**CONSIGNE**
Recopiez mot pour mot l'intégralité du texte ci-dessous sur les perturbateurs endocriniens et la santé des enfants.

**EXTRAIT CHOISI**
· · · · ·

Les impacts sur la santé des enfants peuvent être de différentes natures. Une exposition in utero peut induire un poids et un périmètre crânien plus faibles ou plus élevés que la moyenne à la naissance. Une exposition combinée à diverses sources de perturbateurs endocriniens, même très faible, au cours du 1er trimestre, présente un risque pour le futur appareil génital et reproducteur de l’enfant (malformations, troubles de la reproduction, etc.). Les conséquences de cet « effet cocktail » n’ont pas encore été toutes évaluées.

On constate également une hausse des troubles relationnels et émotionnels et de l’hyperactivité chez les enfants de 3 à 5 ans exposés in utero[2].

L’exposition serait enfin associée à un risque d’obésité, de diabète de type 2, voire de cancers hormono-dépendants (sein, testicule, etc.) pendant l’enfance ou à l’âge adulte.

[1] ANSES. https://www.anses.fr/fr/system/files/BVS-mg-025-Scoccianti_Lauby-Secretan.pdf

[2] INSERM. https://ehp.niehs.nih.gov/ehp1314/

Le magazine 60 millions de consommateurs a fait analyser des échantillons de cheveux d’un panel de 43 enfants, âgés de dix à quinze ans, vivant en milieu urbain et rural. 254 perturbateurs endocriniens – substances chimiques néfastes pour le fœtus et l’enfant – ont été recherchés. Les résultats obtenus montrent que, selon les enfants, 23 à 54 molécules ont été retrouvées avec une moyenne de 34 Ces données laissent à penser que la plupart des enfants seraient exposés aux perturbateurs endocriniens.

Comment limiter l’exposition ?

Il est possible d’agir chacun à son niveau pour limiter l’exposition aux perturbateurs endocriniens.

· · · · ·

Descriptions de zones en langage naturel
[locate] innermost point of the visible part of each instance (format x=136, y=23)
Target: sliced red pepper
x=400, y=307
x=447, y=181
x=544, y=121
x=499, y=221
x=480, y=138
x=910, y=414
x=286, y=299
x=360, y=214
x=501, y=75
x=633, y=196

· · · · ·

**EXERCICE RÉALISÉ**
Les impacts sur la santé des enfants peuvent être de différentes natures. Une exposition in utero peut induire un poids et un périmètre crânien plus faibles ou plus élevés que la moyenne à la naissance. Une exposition combinée à diverses sources de perturbateurs endocriniens, même très faible, au cours du 1er trimestre, présente un risque pour le futur appareil génital et reproducteur de l’enfant (malformations, troubles de la reproduction, etc.). Les conséquences de cet « effet cocktail » n’ont pas encore été toutes évaluées.

On constate également une hausse des troubles relationnels et émotionnels et de l’hyperactivité chez les enfants de 3 à 5 ans exposés in utero[2].

L’exposition serait enfin associée à un risque d’obésité, de diabète de type 2, voire de cancers hormono-dépendants (sein, testicule, etc.) pendant l’enfance ou à l’âge adulte.

[1] ANSES. https://www.anses.fr/fr/system/files/BVS-mg-025-Scoccianti_Lauby-Secretan.pdf

[2] INSERM. https://ehp.niehs.nih.gov/ehp1314/

Le magazine 60 millions de consommateurs a fait analyser des échantillons de cheveux d’un panel de 43 enfants, âgés de dix à quinze ans, vivant en milieu urbain et rural. 254 perturbateurs endocriniens – substances chimiques néfastes pour le fœtus et l’enfant – ont été recherchés. Les résultats obtenus montrent que, selon les enfants, 23 à 54 molécules ont été retrouvées avec une moyenne de 34 Ces données laissent à penser que la plupart des enfants seraient exposés aux perturbateurs endocriniens.

Comment limiter l’exposition ?

Il est possible d’agir chacun à son niveau pour limiter l’exposition aux perturbateurs endocriniens.